§ **BACAAN YANG DIBERIKAN**:
Headline

Sedikitnya 30% penggilingan gabah di Jawa Tengah menutup operasional.

Menjadi Anak Tiri dalam Legislasi

14/3/2016 03:20
Menjadi Anak Tiri dalam Legislasi
(Ilustrasi)

EKSISTENSI Dewan Perwakilan Daerah (DPD) saat ini lebih terkesan sebagai anak tiri reformasi.

Sebagai bagian dari parlemen yang lahir dari rahim reformasi, DPD punya posisi yang tidak sejajar dengan saudaranya, Dewan Perwakilan Rakyat (DPR).

Dalam sistem ketatanegaraan dan sistem politik di Indonesia, DPD dinilai tidak memiliki peran dan fungsi yang maksimal.

Tidak mengherankan ada sebagian pihak yang beranggapan DPD sebaiknya dibubarkan.

Apalagi, belum ada kemauan politik dari DPR dan pemerintah sebagai pembuat UU untuk melibat DPD secara maksimal sesuai dengan putusan Mahkamah Konstitusi Nomor 92 Tahun 2012 dan 79 Tahun 2014.

Seolah merasa frustrasi akan kewenangan DPD yang tidak dianggap DPR, Wakil Ketua DPD Farouk Muhammad pun sampai beranggapan bahwa untuk mempertegas peran DPD di bidang legislasi, diperlukan perubahan atau amendemen pada Pasal 22 D di UUD 1945.

"Teman-teman di tingkat DPD khawatir apakah mekanisme pembahasan legislasi bisa dilakukan secara tripartit antara MPR, DPR, dan DPD. Sepertinya itu suatu hal yang belum bisa diterima DPR karena dominannya fraksi. Amendemen merupakan jalan yang terbaik," jelas Farouk dalam Diskusi Kelompok Terfokus yang diadakan Media Research Centre dengan tema DPD kuat, Indonesia mantap : Menyemai substansi tanpa sensasi di Jakarta, pekan lalu.

§ **SOAL YANG DIBERIKAN 1**:
Temukan setiap baris dalam daftar di bawah yang memuat kata "pickup". Perhatikan huruf besar dan kecilnya.

(Cuplikan dataset anotasi lokasi)
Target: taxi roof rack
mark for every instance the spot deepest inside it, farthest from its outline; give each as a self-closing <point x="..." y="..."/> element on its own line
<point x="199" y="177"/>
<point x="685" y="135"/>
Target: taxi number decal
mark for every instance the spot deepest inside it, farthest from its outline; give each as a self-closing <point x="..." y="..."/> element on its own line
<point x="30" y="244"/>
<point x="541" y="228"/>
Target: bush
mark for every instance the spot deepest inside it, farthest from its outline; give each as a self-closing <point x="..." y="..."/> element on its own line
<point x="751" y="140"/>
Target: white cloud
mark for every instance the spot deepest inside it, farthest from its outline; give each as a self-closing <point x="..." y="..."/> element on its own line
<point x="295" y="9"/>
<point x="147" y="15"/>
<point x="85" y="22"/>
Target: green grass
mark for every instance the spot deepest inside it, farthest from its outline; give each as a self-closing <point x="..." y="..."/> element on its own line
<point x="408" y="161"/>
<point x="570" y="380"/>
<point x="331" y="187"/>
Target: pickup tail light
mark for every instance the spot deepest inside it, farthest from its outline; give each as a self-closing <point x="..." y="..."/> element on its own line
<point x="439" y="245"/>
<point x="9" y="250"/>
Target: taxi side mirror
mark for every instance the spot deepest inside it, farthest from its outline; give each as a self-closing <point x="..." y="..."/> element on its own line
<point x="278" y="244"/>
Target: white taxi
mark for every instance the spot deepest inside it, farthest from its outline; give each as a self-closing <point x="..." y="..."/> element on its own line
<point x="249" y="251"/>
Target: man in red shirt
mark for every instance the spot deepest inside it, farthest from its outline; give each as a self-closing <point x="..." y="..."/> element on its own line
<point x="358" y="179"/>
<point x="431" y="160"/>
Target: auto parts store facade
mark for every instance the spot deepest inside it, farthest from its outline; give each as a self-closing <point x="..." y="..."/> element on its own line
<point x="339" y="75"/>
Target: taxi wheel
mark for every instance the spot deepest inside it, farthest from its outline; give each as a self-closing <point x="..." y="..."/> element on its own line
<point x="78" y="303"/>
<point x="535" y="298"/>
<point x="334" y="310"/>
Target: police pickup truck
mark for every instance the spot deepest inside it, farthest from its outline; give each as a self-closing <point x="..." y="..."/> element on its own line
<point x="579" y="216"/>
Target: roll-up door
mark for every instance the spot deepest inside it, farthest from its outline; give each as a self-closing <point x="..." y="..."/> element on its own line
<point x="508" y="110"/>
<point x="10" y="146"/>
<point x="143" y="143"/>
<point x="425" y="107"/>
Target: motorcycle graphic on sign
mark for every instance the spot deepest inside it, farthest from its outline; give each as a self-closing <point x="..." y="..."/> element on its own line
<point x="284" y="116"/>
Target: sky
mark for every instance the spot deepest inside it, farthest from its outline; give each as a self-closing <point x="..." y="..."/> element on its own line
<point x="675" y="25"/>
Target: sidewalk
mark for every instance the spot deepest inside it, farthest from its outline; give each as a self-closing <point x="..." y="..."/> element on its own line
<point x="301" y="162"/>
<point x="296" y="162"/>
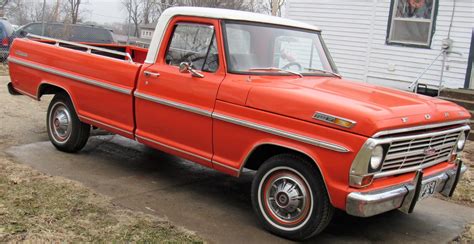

§ **SOAL YANG DIBERIKAN 2**:
Tuliskan ulang secara persis bagian artikel tentang DPD di atas, dimulai dengan "Apalagi, belum ada" dan terus sampai "Jakarta, pekan lalu.".

§ **KELUARAN 1**:
Target: pickup tail light
Target: police pickup truck

§ **KELUARAN 2**:
Apalagi, belum ada kemauan politik dari DPR dan pemerintah sebagai pembuat UU untuk melibat DPD secara maksimal sesuai dengan putusan Mahkamah Konstitusi Nomor 92 Tahun 2012 dan 79 Tahun 2014.

Seolah merasa frustrasi akan kewenangan DPD yang tidak dianggap DPR, Wakil Ketua DPD Farouk Muhammad pun sampai beranggapan bahwa untuk mempertegas peran DPD di bidang legislasi, diperlukan perubahan atau amendemen pada Pasal 22 D di UUD 1945.

"Teman-teman di tingkat DPD khawatir apakah mekanisme pembahasan legislasi bisa dilakukan secara tripartit antara MPR, DPR, dan DPD. Sepertinya itu suatu hal yang belum bisa diterima DPR karena dominannya fraksi. Amendemen merupakan jalan yang terbaik," jelas Farouk dalam Diskusi Kelompok Terfokus yang diadakan Media Research Centre dengan tema DPD kuat, Indonesia mantap : Menyemai substansi tanpa sensasi di Jakarta, pekan lalu.